_Problem statement_
Gather every line of the records below that contains the string "savanna", and copy each such line in full.

_Stored data_
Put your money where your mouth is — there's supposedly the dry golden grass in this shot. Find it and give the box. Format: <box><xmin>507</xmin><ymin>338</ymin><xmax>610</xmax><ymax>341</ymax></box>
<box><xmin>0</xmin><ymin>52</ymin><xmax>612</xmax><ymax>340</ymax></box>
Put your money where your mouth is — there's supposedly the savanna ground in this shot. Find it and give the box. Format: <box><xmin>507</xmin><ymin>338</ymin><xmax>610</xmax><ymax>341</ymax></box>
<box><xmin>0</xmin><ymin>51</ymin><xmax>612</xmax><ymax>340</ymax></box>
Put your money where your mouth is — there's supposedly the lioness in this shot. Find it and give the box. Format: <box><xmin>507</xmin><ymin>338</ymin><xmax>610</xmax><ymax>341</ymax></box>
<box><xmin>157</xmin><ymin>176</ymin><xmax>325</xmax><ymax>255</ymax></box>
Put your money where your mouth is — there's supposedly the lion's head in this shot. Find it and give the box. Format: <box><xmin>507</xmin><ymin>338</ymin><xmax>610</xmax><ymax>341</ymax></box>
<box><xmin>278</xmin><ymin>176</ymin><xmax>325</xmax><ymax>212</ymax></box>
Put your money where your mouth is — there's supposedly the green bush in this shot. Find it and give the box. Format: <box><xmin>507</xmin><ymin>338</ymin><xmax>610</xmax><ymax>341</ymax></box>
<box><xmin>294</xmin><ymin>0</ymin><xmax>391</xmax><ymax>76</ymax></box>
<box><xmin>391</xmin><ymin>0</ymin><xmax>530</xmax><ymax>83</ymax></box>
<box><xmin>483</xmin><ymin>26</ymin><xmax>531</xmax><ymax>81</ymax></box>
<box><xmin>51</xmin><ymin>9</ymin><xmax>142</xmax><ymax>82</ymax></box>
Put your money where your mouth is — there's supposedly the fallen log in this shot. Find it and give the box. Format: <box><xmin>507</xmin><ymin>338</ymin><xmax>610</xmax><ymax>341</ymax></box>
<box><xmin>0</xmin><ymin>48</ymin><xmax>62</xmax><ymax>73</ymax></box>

==

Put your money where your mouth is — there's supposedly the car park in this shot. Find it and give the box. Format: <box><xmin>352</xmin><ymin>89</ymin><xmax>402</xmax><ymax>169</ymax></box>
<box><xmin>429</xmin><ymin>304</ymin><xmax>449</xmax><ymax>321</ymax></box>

_The result_
Put your money where your mouth is — there's supposedly the savanna ground in this shot. Find it and give the box. Format: <box><xmin>507</xmin><ymin>338</ymin><xmax>610</xmax><ymax>341</ymax></box>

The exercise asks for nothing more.